Task set.
1/ In the Montreal homelessness text, how long has Conrad lived at his camp?
2/ Please pick up the Montreal homelessness text after its final sentence and keep writing it.
Reading text below:
A shortage of affordable housing, the opioid crisis and the lingering effects of the pandemic have contributed to a rise in visible homelessness. Ten Montrealers share their stories.
At the camp where Conrad has spent the last three years of his life, everything has its place. A fuzzy red bath mat, a towel and a couple of sweaters hang on a clothesline outside his tent. A barbecue sits on top of some bookshelves. The earth has been swept with a broom and a small drainage ditch draws a circle around the tent.
“It’s a lot of work,” he says. He tries to keep the tent warm with an insulated tarp. “I’ve got my heater, my Coleman stove. It’s not hot but at least, with the tarp, the cold doesn’t really get in.”
Conrad, 61, wants to apply for subsidized housing and an outreach worker who visits him on this day in early September assures him he’ll get it. Conrad smiles and thanks the man, but he’s skeptical. “Five different people like you have told me, ‘You won’t spend the winter there!’ But I’m still here.”
The number of unhoused people in Quebec nearly doubled from 2018 to 2022, according to a provincial survey released earlier this month.
End of Reading text.
Information shown below:
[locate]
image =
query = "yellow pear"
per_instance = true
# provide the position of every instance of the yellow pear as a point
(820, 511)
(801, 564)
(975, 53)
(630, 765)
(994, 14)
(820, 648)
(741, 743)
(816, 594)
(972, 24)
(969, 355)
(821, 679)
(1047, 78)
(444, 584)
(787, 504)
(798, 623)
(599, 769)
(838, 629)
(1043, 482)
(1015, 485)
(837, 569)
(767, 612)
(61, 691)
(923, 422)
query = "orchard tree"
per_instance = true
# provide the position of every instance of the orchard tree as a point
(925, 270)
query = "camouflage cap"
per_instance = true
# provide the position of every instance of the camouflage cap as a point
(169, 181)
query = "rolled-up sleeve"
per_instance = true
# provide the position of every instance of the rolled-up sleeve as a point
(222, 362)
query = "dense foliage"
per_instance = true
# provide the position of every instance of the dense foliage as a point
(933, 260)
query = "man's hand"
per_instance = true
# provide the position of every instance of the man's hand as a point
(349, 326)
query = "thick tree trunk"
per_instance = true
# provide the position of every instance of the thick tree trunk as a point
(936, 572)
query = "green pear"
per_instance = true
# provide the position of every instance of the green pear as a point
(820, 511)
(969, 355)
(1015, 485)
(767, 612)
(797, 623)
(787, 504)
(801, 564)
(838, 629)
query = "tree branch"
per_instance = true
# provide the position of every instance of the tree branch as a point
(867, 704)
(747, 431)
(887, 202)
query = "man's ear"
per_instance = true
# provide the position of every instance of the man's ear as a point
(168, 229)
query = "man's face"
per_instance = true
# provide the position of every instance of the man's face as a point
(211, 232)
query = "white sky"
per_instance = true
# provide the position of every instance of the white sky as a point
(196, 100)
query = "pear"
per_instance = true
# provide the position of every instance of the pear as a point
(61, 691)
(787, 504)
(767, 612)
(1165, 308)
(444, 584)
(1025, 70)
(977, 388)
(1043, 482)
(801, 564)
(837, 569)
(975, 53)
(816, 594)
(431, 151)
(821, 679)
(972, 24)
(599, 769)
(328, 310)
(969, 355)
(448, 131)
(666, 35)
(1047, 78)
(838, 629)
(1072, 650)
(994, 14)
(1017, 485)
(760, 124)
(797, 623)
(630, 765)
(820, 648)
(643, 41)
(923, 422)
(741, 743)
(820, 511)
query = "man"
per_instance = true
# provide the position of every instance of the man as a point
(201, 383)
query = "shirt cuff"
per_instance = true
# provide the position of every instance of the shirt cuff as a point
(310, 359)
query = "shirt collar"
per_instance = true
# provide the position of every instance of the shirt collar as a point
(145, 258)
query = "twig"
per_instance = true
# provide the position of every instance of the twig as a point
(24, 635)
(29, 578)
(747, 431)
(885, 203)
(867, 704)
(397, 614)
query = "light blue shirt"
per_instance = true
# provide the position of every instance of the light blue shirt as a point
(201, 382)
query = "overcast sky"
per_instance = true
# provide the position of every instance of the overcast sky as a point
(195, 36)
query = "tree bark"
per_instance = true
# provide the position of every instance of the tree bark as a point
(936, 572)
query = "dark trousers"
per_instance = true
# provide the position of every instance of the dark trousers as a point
End of Information shown.
Response list.
1/ Three years.

2/
The survey found that about 10,000 people in the province did not have a home, a 44 per cent increase from the previous survey four years ago. More than half of them are in Montreal, though the survey showed a growing proportion of unhoused people are now spread out across the province.
The issue isn’t in Quebec alone. Cities across Canada have seen increases in homelessness. The rising cost of living, a shortage of affordable housing, the opioid crisis and the lingering effects of the pandemic have all contributed, experts say.
“There’s certainly more visible homelessness and what we’re seeing right now in the ecosystem is more complex situations,” says Sam Watts, the director of Welcome Hall Mission, an organization that serves people experiencing homelessness in Montreal.
CBC Montreal interviewed people in unhoused situations over a week this month in Montreal. These are their stories.
Yves Saintil
In March 2020, Yves Saintil’s cleaning business was thriving. He had four employees and was juggling nearly 20 clients, most of them bars.
“I was about to buy my own house. I was about to buy a car for two of my kids,” Saintil, 44, says. “Everything was going great.”
He remembers getting the first notifications on his cellphone that bars and restaurants were closing: “I was like, ‘What the f— am I going to do now?’ Sorry.”
Saintil let his employees go and, by the time the second shutdown came, Saintil was burning through his savings. He lost the apartment he and his girlfriend had recently moved into in Hochelaga-Maisonneuve. She went to stay with her parents and Saintil (whose mother died years ago and whose father lives in Florida) opted to sleep on friends’ couches until he figured out a solution.
In the meantime, rents were getting higher and the cost of living was going up. Months passed. He spent some nights outside, though he says that only happened a couple times. During the day, he’d go to Café Mission — a day shelter operated by the Old Brewery Mission shelter.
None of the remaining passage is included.